= What to work on =
Lines holding the word "hair" are the ones to copy from the data below.

[Data excerpts]

= Beginning of Section =

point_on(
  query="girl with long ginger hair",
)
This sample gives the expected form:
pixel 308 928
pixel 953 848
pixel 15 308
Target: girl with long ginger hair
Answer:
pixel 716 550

= End of Section =

= The answer =
  query="girl with long ginger hair",
Target: girl with long ginger hair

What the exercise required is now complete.